Text extract:

BEGIN

- Chairman: Jamar Kulayan
- Headquarters: Bongao, Tawi-Tawi
- Ideology: Regionalism
- Slogan: Sa Isama, Lahat Kasama (transl. With Isama, Everyone is included)
- House of Representatives: 0 / 8 (Bangsamoro seats only)
- Provincial governors: 0 / 6 (Bangsamoro only)
- Provincial vice governors: 0 / 6 (Bangsamoro only)
- Provincial board members: 0 / 46 (Bangsamoro regular seats only)
- Bangsamoro Parliament: 0 / 80

= ISAMA Party =

The Indigenous, Settlers, Sama and Minorities Alliance Party or simply the ISAMA Party, is a regional political party in the Bangsamoro of the Philippines.

==History==
The ISAMA Party was organized by Jamar Kulayan, Al-treke Dayan, Ustadz Nafeesur Rahman Suhod, Alsadat Sabal, and Danny Sahi in 2023 in Zamboanga City. The party itself would later be headquartered in the town of Bongao in Tawi-Tawi.

The party attempted to secure accreditation for the inaugural Bangsamoro Parliament elections, then scheduled in May 2025. However their petition was dismissed by the Commission on Elections (COMELEC) in October 2024.

END

Records shown:

BEGIN

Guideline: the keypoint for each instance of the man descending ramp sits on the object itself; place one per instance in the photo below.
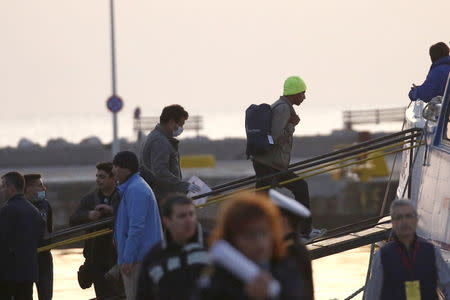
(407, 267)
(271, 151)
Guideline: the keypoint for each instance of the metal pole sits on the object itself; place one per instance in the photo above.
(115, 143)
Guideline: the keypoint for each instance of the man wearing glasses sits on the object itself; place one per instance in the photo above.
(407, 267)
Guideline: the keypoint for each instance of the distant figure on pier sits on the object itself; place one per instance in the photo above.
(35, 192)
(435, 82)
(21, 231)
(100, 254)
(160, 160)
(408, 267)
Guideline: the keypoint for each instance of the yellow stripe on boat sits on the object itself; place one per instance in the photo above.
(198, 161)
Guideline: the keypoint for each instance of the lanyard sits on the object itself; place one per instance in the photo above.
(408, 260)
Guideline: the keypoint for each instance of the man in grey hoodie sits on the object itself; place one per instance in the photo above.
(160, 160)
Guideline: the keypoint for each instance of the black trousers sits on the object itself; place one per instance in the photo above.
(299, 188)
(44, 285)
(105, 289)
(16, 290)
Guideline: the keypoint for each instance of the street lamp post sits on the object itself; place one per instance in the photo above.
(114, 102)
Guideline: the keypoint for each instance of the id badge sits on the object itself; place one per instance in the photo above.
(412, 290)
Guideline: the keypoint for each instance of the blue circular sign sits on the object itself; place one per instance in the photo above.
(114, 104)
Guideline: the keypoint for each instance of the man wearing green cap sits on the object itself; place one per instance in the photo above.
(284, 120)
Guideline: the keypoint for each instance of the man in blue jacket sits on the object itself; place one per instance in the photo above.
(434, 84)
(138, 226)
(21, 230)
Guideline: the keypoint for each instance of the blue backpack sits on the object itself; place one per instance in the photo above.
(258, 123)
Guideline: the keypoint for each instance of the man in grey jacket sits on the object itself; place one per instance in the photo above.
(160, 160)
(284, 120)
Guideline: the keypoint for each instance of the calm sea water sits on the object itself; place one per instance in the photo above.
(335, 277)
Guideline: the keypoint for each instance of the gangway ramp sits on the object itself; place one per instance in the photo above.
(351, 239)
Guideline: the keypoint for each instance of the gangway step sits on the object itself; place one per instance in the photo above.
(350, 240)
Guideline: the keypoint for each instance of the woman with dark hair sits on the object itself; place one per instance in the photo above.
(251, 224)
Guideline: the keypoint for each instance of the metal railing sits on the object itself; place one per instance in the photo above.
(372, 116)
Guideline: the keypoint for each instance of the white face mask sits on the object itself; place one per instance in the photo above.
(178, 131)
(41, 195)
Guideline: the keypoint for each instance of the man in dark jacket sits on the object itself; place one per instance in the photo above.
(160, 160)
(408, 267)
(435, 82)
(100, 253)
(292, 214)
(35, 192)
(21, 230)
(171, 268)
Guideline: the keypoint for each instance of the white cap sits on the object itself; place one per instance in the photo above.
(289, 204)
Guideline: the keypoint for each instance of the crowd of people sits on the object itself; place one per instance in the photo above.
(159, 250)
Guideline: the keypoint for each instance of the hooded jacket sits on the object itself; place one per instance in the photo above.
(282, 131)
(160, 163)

END

Directives:
(1) According to the ISAMA Party article, in which city was the party organized?
(2) Continue the ISAMA Party article from where it stops.

Final results:
(1) Zamboanga City

(2)
Eventually, ISAMA Party was able to secure accreditation for the elections which was postponed to September 2026. It is now eligible to win seats in the Bangsamoro Parliament in the 2026 elections.

==Name and logo==
The ISAMA Party seeks to represent the interest of a broad range of demographic groups in the Bangsamoro based on its name. According to its registration petition, its name represents the indigenous peoples (both the majority Moro and Lumad peoples), the settler community, the Sama speakers explicitly, as well as other marginalized groups naming the elderly and retired public officials and educators as part of the "minorities" in its name.

The logo depicts a Lepa, a traditional boat of the Sama people, with a man riding it. It has a watermark of a crescent over it and is within a octagonal star. Its slogan is "Sa Isama, Lahat Kasama"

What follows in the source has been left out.